**DATA TO EXAMINE:**
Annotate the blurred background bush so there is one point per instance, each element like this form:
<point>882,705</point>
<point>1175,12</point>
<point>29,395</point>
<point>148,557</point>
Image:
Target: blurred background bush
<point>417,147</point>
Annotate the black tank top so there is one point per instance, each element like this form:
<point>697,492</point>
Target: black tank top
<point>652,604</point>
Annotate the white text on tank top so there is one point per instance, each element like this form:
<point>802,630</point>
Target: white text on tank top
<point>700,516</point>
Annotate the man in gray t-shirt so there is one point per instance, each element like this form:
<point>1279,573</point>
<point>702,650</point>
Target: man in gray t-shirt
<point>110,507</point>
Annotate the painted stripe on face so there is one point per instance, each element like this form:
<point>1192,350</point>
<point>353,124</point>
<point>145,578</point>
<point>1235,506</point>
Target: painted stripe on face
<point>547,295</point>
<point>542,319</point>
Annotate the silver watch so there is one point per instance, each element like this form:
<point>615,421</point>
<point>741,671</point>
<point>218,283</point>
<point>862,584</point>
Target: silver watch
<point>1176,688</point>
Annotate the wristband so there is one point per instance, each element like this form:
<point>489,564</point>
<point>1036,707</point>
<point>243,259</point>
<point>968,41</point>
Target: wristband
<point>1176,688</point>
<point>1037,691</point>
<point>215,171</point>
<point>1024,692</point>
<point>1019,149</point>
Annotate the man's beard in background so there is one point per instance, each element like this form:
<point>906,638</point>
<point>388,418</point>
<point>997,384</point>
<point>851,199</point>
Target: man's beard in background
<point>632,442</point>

**ACTIVITY:** Locate the word "there" in the records and collect each line it appears in.

**FINISHED TASK:**
Annotate the blurred background bush so there is one point per instance, each element like this form:
Annotate the black tank top so there is one point per instance, each element like this form:
Annotate the white text on tank top so there is one point per instance, each element like this form:
Annotate the man in gray t-shirt so there is one point per instance, each element like this form:
Annotate the painted stripe on face so there is one point per instance, each element like this form:
Annotate the silver watch so there is one point per instance, each element like this form:
Annotate the wristband so there is one point per instance, each element like this form:
Annotate the man's beard in background so there is one point per instance, each element like this form:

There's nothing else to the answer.